> _Texte de lecture_
┌──

“Après une opération chirurgicale, un Italien se réveille en parlant français.” (L’Express)
Alors qu’il n’avait plus pratiqué le français depuis l’école, un Italien de 50 ans ne parle plus que cette langue. Il s’est retrouvé dans ce terrible état après une opération au cerveau. Son cas a fait l’objet d’une étude publiée dans la revue Cortex où l’on découvre que l’homme parle un français très approximatif mais “avec un rythme rapide, en employant une intonation exagérée et en utilisant une prosodie de film faisant de lui la caricature d’un Français”. Tous les matins, au réveil, l’homme crie “Bonjour !” en ouvrant joyeusement les volets et se met à débiter des phrases dans la langue de Molière et Houellebecq devant sa famille désemparée. Cela peut sembler drôle vu de loin, mais les proches doivent en baver. Et puis imaginez que, Français, vous vous réveilliez un matin en parlant un russe exécrable, avec une bouteille de vodka à la main et une gueule de bois vraiment exotique.
Cet Italien serait victime du syndrome de la langue étrangère. À ne pas confondre avec le syndrome de l’accent étranger, un peu plus fréquent. Un soir, une Anglaise de Gloucester part au lit avec un violent mal de tête et le lendemain, à l’heure du petit déjeuner, elle parle avec un accent français très prononcé. Une autre Anglaise, du Devon celle-là, s’est réveillée avec un accent chinois. Cas spectaculaires mais loin d’être uniques : depuis les années 40, les chercheurs ont en effet recensé une soixantaine de mésaventures similaires, Américaine qui, du jour au lendemain, se met à parler avec un accent chinois, Norvégienne qui cause soudain norvégien comme une Allemande, Australienne qui passe pour une Croate après un accident de voiture.
https://www.youtube.com/watch?v=AR_HyIyTSZg
“Sixty Minutes”, Nine Network Australia
Ce syndrome, désormais bien documenté, est généralement consécutif à un accident vasculaire cérébral, une opération ou un traumatisme crânien. Il s’agit vraisemblablement d’une lésion de la zone du cerveau qui contrôle le langage. Cette lésion induit des troubles spécifiques de l’élocution que l’auditeur interprète comme étant un accent étranger. Les mécanismes en restent mystérieux.

└──

Éléments issus d'un jeu de données

┌──

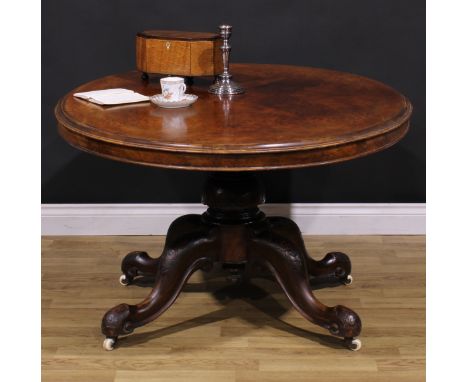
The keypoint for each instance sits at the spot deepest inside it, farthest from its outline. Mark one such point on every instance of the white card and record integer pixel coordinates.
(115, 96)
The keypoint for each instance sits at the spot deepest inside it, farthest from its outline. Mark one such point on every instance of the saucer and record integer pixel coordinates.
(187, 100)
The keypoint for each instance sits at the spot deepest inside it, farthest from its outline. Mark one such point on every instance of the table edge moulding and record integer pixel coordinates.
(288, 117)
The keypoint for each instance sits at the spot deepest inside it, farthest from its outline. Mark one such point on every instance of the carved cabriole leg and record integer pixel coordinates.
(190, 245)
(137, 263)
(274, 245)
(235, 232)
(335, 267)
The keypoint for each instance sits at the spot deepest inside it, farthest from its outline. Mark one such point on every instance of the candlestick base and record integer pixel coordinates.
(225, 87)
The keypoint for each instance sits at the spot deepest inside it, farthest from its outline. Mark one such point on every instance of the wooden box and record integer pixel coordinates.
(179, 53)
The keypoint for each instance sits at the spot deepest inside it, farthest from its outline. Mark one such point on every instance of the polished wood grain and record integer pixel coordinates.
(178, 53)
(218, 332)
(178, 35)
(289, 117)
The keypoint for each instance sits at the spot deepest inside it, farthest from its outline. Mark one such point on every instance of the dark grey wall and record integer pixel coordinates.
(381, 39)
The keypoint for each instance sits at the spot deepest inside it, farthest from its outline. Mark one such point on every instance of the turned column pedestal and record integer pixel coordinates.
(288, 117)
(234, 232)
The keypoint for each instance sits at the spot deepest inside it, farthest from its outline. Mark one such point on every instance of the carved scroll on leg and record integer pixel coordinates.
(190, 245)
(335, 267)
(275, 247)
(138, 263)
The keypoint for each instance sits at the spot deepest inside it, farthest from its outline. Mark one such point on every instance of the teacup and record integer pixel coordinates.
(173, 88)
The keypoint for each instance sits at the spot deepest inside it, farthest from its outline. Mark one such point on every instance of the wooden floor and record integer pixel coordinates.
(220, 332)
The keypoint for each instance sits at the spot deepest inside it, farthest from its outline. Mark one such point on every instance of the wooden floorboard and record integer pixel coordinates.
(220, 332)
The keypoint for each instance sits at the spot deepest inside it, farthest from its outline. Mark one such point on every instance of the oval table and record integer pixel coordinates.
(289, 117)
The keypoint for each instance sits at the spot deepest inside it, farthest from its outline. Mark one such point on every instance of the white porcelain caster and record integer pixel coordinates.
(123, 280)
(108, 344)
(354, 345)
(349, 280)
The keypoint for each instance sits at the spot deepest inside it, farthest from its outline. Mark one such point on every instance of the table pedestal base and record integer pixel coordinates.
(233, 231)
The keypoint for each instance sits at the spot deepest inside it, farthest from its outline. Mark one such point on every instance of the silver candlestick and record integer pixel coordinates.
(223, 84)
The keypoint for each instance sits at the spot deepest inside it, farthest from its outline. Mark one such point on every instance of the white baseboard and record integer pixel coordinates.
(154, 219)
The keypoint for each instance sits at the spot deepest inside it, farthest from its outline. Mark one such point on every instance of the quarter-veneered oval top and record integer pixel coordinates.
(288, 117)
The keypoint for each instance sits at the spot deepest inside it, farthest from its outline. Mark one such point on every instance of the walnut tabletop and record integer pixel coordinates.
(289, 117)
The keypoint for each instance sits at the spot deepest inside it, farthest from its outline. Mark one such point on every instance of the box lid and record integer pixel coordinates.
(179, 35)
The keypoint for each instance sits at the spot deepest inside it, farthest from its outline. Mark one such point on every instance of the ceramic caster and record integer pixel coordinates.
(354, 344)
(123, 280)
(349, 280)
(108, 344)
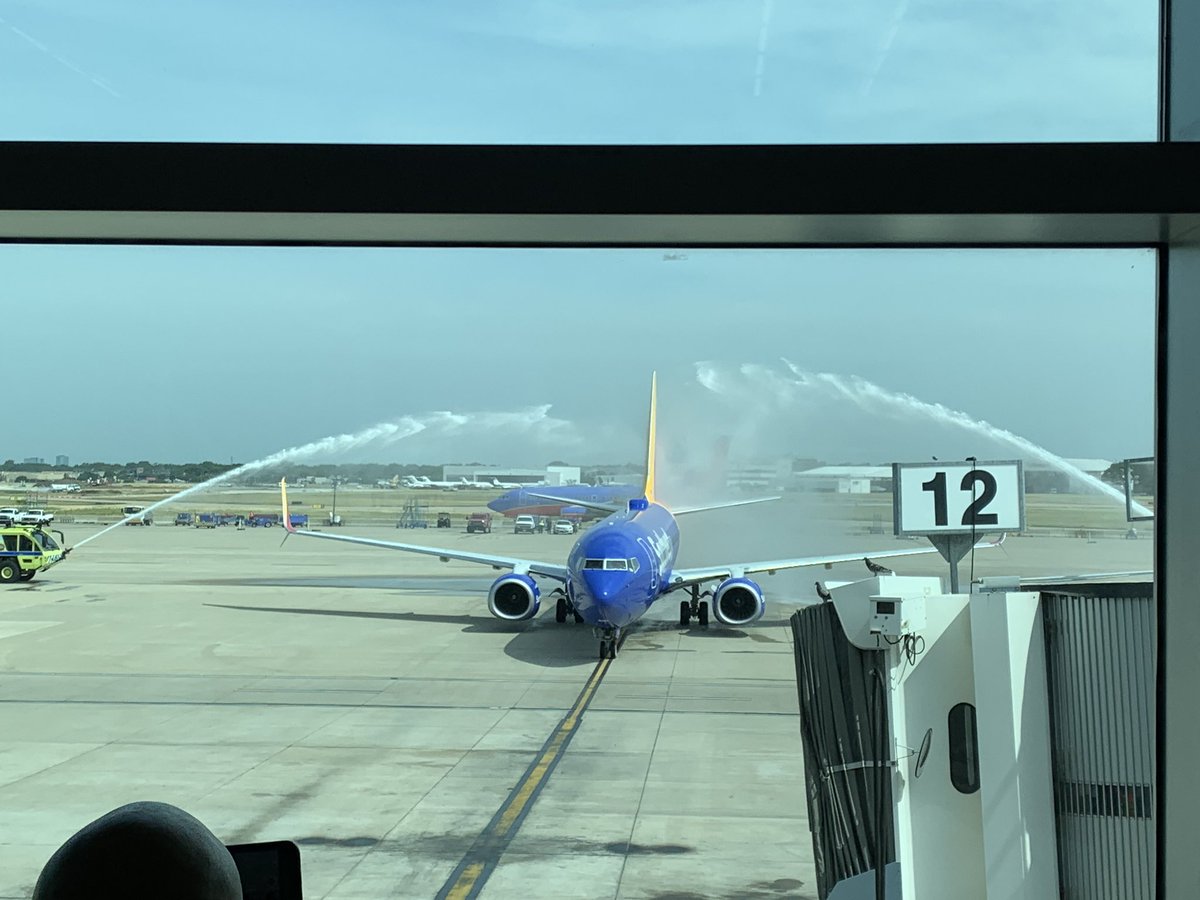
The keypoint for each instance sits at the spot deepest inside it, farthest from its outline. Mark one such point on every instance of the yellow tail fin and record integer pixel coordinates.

└──

> _Liste des activités_
A. Restituez le passage de l'article sur le syndrome de la langue étrangère qui va de « Alors qu’il n’avait » à « bois vraiment exotique. », ces deux bornes comprises.
B. Prolongez l'article sur le syndrome de la langue étrangère à partir de sa dernière phrase.

> _Réponses par point_
A.
Alors qu’il n’avait plus pratiqué le français depuis l’école, un Italien de 50 ans ne parle plus que cette langue. Il s’est retrouvé dans ce terrible état après une opération au cerveau. Son cas a fait l’objet d’une étude publiée dans la revue Cortex où l’on découvre que l’homme parle un français très approximatif mais “avec un rythme rapide, en employant une intonation exagérée et en utilisant une prosodie de film faisant de lui la caricature d’un Français”. Tous les matins, au réveil, l’homme crie “Bonjour !” en ouvrant joyeusement les volets et se met à débiter des phrases dans la langue de Molière et Houellebecq devant sa famille désemparée. Cela peut sembler drôle vu de loin, mais les proches doivent en baver. Et puis imaginez que, Français, vous vous réveilliez un matin en parlant un russe exécrable, avec une bouteille de vodka à la main et une gueule de bois vraiment exotique.

B.
Depuis qu’on la prend dans son pays pour une Française, l’Anglaise de Gloucester a fait quantité de découvertes. D’abord que le frenchie n’est pas nécessairement le bienvenu outre-Manche. “Certaines personnes deviennent impatientes avec vous, plus sèches ; même leur langage corporel se modifie face à vous”, a-t-elle témoigné. Chez quelques-uns, les réactions sont ouvertement xénophobes. Mais, pour bien mesurer l’ampleur du préjudice subi par la Britannique, il faut savoir que cette passionnée de foot a dû traverser toute la Coupe du monde 2010 avec l’accent d’un peuple qui traînait sa honte comme une croix (souvenez-vous de cette piteuse “grève” en Afrique du Sud). Heureusement pour elle, son défaut d’élocution s’était quelque peu estompé lors de l’Euro 2016.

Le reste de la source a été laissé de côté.